## [Aufgabendetails]
Beantworte anhand des Textes zur Filesharing-Abmahnung diese Fragen:
(a) Welches Aktenzeichen trägt der Hinweisbeschluss des OLG Köln?
(b) Welche Mindestnutzungsgebühr sieht der GEMA Tarif VR W 1 vor, und für wie viele Abrufe gilt sie?
(c) Wie hoch ist im Tarif VR-OD 5 die Mindestvergütung je Abruf eines Werkes unter 5 Minuten Spieldauer?

## [Seitenauszug]

<<<<

ENDE DES „GESCHÄFTSMODELLS“ ABMAHNUNG?

Für Aufsehen hat ein Hinweisbeschluss des OLG Köln (Az.: 6 U 67/11) zur Berechnungsgrundlage für den Schadensersatz bei Filesharing gesorgt. Falls das OLG Köln die in diesem Beschluss eingeschlagene Linie ernsthaft und konsequent weitergeht, könnte dies der Anfang vom Ende des Massengeschäftes der Filesharing-Abmahnungen sein.

 

OLG Köln fragt genau nach

 

Dem Beschluss ist seine Sprengkraft nicht auf den ersten Blick anzusehen. Das Gericht teilt darin nur mit, dass es den Vortrag der Rechteinhaber zur Schadenshöhe noch nicht für ausreichend erachtet, um den durch das Anbieten eines Musikstücks in einer Tauschbörse entstandenen Schaden schätzen zu können.

 

Um die Aufregung um diesen Beschluss zu verstehen, muss dieser in die bisherige Rechtsprechung zum Thema eingeordnet werden. Bisher haben viele Gerichte bei der Schätzung des entstandenen Schadens anhand der Lizenzanalogie einen GEMA Tarif (VR W 1) zugrunde gelegt, welcher für die Nutzung eines Musikstücks aus dem GEMA Repertoire als Hintergrundmusik für Werbung per Streaming eine Mindestnutzungsgebühr von 100 € für bis zu 10.000 Abrufe vorsieht. Dabei wurde jedoch übersehen und nun vom OLG Köln aufgegriffen, dass es sich bei der Verbreitung eines Musikstücks per Filesharing weder um eine Verwendung als Hintergrundmusik, noch Werbung, noch Streaming handelt. Vielmehr hat das OLG Köln einen anderen GEMA Tarif (VR-OD 5) als Grundlage für die Schadensschätzung in Betracht gezogen. In diesem Tarif für die Nutzung von Werken für Music-on-Demand zum privaten Gebrauch gibt es jedoch keine Mindestvergütung für eine bestimmte Zahl von Abrufen, sondern eine Mindestvergütung für jeden einzelnen Abruf. Diese beträgt je Abruf eines Werkes unter 5 Minuten Spieldauer 12,78 Cent bzw. 19,16 Cent, wenn man Filesharing als Tausch- oder Geschenkgeschäft ansieht (das OLG Köln war zumindest in dem Hinweisbeschluss noch nicht dieser Ansicht).

>>>>

## [Extrahierte Daten]
<<<<

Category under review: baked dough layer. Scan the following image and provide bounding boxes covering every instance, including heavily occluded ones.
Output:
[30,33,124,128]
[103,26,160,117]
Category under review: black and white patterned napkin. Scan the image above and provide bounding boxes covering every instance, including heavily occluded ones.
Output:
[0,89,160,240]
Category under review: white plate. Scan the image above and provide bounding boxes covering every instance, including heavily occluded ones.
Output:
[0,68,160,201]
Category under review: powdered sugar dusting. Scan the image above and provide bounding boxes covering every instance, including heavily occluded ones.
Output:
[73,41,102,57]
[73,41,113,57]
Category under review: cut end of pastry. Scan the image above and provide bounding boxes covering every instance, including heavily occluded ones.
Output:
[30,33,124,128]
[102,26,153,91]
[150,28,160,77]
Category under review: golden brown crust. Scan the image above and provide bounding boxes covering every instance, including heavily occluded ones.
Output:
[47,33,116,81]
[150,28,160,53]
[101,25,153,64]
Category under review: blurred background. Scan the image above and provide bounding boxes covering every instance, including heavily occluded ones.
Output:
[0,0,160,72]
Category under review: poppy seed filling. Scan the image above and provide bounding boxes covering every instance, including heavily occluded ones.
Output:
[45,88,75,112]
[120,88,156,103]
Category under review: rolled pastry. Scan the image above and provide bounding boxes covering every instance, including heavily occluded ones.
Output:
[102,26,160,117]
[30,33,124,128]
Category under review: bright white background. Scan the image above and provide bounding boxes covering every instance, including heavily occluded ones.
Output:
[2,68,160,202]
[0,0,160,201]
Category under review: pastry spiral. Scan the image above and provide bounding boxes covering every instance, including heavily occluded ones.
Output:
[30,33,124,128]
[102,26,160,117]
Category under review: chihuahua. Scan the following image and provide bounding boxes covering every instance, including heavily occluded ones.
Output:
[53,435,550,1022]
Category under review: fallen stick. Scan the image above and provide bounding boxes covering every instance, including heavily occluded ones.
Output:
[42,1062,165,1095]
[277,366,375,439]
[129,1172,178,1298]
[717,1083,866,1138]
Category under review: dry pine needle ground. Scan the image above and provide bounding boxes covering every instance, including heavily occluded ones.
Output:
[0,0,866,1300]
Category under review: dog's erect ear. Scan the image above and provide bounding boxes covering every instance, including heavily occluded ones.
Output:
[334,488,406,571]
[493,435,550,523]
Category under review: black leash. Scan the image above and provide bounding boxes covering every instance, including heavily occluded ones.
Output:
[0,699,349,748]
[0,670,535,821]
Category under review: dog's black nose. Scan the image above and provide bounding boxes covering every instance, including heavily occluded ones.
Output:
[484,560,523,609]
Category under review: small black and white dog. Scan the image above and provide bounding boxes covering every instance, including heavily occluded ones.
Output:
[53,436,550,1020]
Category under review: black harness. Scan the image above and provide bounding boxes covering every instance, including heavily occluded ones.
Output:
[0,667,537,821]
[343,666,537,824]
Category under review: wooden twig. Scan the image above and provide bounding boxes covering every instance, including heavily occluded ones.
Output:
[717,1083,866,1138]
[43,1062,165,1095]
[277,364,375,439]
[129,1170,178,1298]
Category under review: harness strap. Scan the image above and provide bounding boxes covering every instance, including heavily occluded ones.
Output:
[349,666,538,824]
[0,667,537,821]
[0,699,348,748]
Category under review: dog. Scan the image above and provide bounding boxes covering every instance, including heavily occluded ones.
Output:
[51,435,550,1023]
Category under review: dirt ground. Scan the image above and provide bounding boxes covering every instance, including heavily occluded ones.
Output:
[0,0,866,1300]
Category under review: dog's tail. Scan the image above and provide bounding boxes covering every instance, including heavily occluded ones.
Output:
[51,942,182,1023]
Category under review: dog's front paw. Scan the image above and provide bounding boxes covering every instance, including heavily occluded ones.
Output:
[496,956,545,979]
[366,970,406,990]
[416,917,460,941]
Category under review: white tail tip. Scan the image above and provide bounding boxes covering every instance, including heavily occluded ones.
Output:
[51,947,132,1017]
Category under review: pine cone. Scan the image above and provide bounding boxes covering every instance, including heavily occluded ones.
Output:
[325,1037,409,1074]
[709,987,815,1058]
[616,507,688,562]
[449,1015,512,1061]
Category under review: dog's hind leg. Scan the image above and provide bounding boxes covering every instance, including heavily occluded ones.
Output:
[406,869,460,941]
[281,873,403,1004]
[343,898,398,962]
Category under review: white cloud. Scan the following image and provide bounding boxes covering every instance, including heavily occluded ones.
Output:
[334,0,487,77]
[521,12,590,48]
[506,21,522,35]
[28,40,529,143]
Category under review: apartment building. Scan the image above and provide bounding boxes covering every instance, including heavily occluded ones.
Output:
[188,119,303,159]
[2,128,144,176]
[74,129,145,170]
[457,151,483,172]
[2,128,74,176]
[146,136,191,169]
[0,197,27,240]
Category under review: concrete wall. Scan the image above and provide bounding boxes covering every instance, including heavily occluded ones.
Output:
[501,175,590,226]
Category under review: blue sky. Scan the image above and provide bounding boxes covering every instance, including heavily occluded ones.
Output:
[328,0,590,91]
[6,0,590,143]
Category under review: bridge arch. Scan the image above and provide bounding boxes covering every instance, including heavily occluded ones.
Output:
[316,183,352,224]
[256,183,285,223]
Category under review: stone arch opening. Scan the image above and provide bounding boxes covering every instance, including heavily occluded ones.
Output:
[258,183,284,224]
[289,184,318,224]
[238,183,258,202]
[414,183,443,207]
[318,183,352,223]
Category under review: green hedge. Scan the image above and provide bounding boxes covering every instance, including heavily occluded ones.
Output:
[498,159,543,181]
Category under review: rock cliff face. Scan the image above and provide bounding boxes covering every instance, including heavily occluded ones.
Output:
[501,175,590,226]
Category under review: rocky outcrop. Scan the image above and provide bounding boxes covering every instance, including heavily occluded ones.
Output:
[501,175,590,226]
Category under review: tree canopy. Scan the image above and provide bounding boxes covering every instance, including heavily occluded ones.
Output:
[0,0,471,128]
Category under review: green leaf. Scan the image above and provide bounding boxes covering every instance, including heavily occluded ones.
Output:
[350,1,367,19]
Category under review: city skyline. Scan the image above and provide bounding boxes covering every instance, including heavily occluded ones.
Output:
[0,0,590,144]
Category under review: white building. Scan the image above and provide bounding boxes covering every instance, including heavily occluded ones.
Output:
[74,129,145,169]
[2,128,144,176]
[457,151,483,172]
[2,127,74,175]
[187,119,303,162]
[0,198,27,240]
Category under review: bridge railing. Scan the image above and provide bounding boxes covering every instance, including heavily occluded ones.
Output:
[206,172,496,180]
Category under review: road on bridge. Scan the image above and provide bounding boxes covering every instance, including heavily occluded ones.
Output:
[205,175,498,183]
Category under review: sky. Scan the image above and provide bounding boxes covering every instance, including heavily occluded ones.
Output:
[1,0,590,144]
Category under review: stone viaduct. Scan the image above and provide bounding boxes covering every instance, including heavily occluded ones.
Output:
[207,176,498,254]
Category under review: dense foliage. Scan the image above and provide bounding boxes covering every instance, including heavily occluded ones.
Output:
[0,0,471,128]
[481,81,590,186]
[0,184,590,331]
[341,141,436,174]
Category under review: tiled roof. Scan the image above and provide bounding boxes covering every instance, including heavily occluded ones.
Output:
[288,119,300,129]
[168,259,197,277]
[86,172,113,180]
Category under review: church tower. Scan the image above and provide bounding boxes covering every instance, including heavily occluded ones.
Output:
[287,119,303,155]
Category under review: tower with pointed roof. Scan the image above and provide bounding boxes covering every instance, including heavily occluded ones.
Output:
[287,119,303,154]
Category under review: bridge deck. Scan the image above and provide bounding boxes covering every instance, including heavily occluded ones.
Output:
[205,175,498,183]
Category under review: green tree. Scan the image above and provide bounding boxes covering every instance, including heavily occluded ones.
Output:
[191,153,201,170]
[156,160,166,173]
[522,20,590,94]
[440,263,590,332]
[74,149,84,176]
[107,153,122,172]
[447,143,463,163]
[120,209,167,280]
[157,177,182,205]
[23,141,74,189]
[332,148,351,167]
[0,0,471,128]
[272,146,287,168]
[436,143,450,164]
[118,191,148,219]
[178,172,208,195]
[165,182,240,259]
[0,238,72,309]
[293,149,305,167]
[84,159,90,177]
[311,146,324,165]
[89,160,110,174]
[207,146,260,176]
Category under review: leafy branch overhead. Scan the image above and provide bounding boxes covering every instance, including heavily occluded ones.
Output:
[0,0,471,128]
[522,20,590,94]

>>>>

## [Vollständige Antwort]
(a) Az.: 6 U 67/11
(b) 100 € für bis zu 10.000 Abrufe
(c) 12,78 Cent, bzw. 19,16 Cent, wenn man Filesharing als Tausch- oder Geschenkgeschäft ansieht